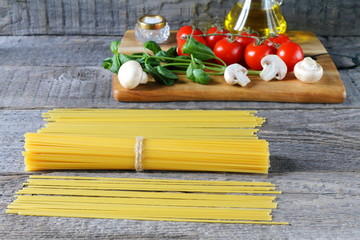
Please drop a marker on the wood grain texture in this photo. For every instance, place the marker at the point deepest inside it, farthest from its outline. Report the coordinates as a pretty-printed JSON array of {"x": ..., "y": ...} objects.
[
  {"x": 113, "y": 17},
  {"x": 63, "y": 71},
  {"x": 300, "y": 140},
  {"x": 329, "y": 89},
  {"x": 317, "y": 205}
]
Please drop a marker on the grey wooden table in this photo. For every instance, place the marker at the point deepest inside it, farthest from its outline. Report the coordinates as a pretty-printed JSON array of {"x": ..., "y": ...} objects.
[{"x": 315, "y": 148}]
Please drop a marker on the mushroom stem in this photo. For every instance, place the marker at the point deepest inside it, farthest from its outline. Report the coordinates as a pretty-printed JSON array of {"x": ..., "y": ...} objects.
[
  {"x": 236, "y": 74},
  {"x": 308, "y": 70}
]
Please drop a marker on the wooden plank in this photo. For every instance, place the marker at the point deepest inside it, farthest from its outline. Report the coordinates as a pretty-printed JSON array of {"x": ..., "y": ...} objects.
[
  {"x": 317, "y": 205},
  {"x": 300, "y": 140},
  {"x": 48, "y": 87},
  {"x": 113, "y": 17},
  {"x": 35, "y": 65},
  {"x": 329, "y": 89}
]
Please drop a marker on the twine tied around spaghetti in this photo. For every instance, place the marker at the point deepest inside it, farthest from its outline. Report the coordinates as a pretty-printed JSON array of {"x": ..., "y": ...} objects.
[{"x": 138, "y": 153}]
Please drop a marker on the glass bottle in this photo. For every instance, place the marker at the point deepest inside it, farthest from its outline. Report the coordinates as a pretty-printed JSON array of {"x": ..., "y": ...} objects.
[{"x": 262, "y": 16}]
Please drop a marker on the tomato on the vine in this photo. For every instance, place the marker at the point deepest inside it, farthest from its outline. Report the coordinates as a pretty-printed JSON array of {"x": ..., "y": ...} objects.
[
  {"x": 254, "y": 53},
  {"x": 291, "y": 53},
  {"x": 181, "y": 37},
  {"x": 228, "y": 51},
  {"x": 277, "y": 40},
  {"x": 212, "y": 40},
  {"x": 246, "y": 39}
]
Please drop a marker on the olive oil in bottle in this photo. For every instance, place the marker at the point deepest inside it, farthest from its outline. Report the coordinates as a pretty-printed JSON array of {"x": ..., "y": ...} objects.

(SET EXERCISE):
Output the lines of the records from the line with "Please drop a marker on the tomato" up to and including the final line of the records as a Markdown table with columns No. and Text. Number each row and omit any blank lines.

(EXPECTED OUTPUT):
| No. | Text |
|---|---|
| 1 | Please drop a marker on the tomato on the vine in this photo. For every instance, place the marker at the point deepest inside it, farthest from its outline. Report the coordinates as a pretty-printed JSON array of {"x": ..., "y": ...} objects. |
| 2 | [ |
| 3 |   {"x": 254, "y": 53}, |
| 4 |   {"x": 291, "y": 53}, |
| 5 |   {"x": 181, "y": 37}, |
| 6 |   {"x": 228, "y": 51}, |
| 7 |   {"x": 277, "y": 40}, |
| 8 |   {"x": 212, "y": 40}, |
| 9 |   {"x": 246, "y": 39} |
| 10 | ] |
| 11 | Please drop a marker on the olive oil in bottle in this photo. For every instance, place the marker at the point deepest inside it, farthest from its outline. Report the coordinates as a pretty-printed JSON array of {"x": ..., "y": ...} objects. |